▶ [EXERCISE] Transcribe the following entries word for word. End with the line where "Where can the winter" appears.

▶ [Stored records]
────

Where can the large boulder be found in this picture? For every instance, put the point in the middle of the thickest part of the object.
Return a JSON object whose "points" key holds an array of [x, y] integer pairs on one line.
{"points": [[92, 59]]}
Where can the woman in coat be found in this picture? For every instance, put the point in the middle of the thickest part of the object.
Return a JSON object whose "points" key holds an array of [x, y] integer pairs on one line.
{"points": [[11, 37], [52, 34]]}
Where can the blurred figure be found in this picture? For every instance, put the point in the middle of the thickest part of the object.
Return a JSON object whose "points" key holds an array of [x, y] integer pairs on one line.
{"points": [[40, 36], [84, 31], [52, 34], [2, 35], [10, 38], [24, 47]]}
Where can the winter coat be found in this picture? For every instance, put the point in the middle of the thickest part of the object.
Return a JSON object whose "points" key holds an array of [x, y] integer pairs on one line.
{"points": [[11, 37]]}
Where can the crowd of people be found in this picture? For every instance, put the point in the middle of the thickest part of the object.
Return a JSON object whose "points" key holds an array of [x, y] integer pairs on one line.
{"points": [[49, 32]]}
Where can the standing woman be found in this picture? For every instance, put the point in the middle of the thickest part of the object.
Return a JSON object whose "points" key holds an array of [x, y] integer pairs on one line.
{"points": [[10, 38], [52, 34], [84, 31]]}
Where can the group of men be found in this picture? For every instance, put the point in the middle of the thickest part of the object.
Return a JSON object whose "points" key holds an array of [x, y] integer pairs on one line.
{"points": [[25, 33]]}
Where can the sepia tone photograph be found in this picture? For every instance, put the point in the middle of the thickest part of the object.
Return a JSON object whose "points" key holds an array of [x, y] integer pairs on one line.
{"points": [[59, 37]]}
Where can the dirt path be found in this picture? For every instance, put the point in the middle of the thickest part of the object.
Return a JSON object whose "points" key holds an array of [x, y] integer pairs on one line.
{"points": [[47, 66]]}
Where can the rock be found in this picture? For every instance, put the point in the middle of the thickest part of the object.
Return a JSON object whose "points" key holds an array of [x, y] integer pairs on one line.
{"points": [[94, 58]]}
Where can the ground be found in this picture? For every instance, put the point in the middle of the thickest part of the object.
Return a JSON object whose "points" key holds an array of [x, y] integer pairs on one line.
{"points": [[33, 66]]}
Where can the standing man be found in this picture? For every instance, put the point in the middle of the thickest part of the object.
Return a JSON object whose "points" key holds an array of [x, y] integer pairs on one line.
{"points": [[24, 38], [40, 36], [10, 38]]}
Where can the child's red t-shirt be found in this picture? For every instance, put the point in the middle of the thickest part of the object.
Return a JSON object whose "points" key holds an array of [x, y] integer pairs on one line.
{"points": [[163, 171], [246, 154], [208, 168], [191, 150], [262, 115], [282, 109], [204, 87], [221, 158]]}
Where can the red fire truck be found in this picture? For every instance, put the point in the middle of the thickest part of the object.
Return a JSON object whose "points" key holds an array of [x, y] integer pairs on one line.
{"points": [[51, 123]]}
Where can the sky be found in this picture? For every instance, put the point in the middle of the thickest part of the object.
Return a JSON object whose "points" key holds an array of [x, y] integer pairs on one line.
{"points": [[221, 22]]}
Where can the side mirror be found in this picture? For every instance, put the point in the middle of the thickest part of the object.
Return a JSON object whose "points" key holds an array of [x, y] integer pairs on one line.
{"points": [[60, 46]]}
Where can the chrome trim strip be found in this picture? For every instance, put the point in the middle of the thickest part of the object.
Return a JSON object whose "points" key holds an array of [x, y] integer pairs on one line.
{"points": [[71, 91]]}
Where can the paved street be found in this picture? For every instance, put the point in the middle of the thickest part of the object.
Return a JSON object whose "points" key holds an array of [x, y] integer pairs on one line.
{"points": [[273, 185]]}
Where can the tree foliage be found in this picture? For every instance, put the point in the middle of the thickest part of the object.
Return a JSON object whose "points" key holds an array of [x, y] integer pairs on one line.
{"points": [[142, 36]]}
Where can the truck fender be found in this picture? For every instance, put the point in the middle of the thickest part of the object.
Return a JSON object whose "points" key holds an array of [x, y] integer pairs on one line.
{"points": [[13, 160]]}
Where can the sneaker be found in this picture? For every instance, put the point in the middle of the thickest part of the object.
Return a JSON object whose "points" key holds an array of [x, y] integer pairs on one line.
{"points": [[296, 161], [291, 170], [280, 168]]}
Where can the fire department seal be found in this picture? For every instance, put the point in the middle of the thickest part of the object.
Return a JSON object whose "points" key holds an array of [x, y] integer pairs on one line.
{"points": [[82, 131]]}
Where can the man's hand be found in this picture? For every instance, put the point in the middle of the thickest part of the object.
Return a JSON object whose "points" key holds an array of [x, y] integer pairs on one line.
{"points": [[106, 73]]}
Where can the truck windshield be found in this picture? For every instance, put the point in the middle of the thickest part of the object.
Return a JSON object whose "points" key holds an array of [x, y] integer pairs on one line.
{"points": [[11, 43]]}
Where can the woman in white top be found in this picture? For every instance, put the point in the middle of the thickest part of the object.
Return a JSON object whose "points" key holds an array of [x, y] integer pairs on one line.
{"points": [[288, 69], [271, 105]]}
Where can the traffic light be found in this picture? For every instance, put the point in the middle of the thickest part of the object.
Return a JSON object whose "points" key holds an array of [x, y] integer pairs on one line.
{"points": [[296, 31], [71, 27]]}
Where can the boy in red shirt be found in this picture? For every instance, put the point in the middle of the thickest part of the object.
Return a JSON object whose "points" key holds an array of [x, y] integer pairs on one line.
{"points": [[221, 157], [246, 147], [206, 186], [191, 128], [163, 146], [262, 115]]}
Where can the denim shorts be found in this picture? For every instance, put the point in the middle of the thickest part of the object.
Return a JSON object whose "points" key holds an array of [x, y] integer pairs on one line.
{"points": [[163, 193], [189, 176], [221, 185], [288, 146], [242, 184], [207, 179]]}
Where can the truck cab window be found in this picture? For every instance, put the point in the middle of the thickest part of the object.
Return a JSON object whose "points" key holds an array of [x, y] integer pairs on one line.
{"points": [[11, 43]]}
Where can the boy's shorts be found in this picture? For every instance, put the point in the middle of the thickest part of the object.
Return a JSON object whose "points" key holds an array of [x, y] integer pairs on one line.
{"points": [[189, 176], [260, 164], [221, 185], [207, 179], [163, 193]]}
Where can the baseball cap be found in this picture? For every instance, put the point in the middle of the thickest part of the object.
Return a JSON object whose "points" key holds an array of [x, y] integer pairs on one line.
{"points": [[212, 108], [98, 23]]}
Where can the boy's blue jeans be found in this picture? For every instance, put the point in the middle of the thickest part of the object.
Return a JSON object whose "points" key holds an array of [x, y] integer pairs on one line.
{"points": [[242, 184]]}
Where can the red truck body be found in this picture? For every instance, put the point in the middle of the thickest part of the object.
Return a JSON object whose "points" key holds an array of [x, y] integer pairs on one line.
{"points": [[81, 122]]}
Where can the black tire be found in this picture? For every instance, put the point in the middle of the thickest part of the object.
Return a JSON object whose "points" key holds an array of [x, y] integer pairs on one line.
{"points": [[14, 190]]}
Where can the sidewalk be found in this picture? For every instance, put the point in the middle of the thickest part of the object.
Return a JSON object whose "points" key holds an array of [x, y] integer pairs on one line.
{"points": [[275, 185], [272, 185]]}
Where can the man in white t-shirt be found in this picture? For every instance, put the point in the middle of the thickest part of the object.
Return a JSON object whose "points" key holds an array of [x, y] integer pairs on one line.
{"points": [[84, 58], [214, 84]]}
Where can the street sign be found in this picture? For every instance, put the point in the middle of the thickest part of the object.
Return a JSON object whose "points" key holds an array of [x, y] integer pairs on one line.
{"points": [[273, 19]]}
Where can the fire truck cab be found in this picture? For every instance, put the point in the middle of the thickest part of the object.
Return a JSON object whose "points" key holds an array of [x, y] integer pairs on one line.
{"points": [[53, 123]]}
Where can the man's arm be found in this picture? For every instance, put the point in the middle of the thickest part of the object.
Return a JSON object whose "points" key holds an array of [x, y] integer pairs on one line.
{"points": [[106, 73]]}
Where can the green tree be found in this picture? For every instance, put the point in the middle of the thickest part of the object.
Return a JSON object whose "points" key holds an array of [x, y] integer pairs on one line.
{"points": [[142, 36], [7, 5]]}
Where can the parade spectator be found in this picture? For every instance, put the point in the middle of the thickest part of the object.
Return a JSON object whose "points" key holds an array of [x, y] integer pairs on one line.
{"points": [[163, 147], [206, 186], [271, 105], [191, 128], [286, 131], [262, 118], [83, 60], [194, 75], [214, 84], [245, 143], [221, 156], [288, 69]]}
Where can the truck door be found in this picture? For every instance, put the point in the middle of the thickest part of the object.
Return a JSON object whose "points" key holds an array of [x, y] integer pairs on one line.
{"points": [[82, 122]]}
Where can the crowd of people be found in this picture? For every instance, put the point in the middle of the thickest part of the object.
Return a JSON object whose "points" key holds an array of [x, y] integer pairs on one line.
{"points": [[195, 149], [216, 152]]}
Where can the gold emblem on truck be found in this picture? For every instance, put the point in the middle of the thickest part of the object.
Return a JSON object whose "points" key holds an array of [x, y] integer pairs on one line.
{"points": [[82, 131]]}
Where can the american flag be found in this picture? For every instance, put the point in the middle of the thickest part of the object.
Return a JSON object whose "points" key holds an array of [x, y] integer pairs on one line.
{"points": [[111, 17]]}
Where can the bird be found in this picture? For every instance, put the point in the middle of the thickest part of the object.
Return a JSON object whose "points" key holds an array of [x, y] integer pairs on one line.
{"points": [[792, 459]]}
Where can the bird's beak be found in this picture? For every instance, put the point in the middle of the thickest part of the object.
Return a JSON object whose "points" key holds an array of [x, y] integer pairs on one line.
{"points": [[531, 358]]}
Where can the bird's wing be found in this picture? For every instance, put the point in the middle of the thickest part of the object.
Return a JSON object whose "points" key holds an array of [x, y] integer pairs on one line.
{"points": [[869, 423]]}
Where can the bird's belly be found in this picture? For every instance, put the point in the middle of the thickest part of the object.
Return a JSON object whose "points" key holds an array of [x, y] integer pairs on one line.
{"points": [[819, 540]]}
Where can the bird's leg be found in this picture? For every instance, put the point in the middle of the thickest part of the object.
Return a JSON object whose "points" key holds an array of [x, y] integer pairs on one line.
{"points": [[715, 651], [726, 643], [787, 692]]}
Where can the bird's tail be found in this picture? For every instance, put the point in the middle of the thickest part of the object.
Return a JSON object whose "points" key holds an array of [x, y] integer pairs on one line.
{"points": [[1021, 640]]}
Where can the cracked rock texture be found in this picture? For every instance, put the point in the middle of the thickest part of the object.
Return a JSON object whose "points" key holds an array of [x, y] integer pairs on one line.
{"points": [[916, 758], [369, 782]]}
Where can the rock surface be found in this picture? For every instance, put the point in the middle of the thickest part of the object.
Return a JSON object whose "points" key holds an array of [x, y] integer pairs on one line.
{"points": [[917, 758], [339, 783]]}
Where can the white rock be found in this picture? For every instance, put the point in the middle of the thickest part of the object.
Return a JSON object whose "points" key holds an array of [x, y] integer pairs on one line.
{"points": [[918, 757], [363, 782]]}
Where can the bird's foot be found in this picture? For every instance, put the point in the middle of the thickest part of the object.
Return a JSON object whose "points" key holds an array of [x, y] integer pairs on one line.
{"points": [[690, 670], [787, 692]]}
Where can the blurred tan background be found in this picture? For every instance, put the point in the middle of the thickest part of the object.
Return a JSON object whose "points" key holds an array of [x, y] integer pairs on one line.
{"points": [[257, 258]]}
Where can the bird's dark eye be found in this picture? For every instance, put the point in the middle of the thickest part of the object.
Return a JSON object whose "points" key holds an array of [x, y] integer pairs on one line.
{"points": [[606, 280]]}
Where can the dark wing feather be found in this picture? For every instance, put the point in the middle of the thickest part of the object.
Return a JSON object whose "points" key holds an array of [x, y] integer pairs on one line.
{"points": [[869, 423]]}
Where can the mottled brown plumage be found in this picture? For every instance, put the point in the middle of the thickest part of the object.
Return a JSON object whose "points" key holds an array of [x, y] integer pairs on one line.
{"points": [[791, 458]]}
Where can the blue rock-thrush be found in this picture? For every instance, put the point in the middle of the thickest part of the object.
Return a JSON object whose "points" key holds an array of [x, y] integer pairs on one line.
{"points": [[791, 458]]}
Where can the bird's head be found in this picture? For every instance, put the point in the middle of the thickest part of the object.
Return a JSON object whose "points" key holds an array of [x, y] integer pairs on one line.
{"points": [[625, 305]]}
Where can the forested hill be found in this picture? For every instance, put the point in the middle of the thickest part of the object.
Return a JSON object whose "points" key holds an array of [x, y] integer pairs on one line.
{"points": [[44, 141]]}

────

▶ [ANSWER SECTION]
Where can the large boulder be found in this picture? For every instance, put the point in the middle of the thickest part of the object.
Return a JSON object whose "points" key holds an array of [x, y] integer pairs on one line.
{"points": [[92, 59]]}
Where can the woman in coat be found in this picture? For every instance, put the point in the middle of the thickest part of the object.
Return a JSON object whose "points" key holds an array of [x, y] integer pairs on one line.
{"points": [[11, 37], [52, 34]]}
Where can the blurred figure be found in this picture? For every instance, put the point in the middle of the thickest part of the object.
Return a JSON object whose "points" key holds an array of [x, y] integer pairs on one line.
{"points": [[40, 36], [84, 31], [52, 34], [2, 35], [10, 38], [24, 47]]}
Where can the winter coat be found in this picture? For every instance, put the point in the middle of the thickest part of the object.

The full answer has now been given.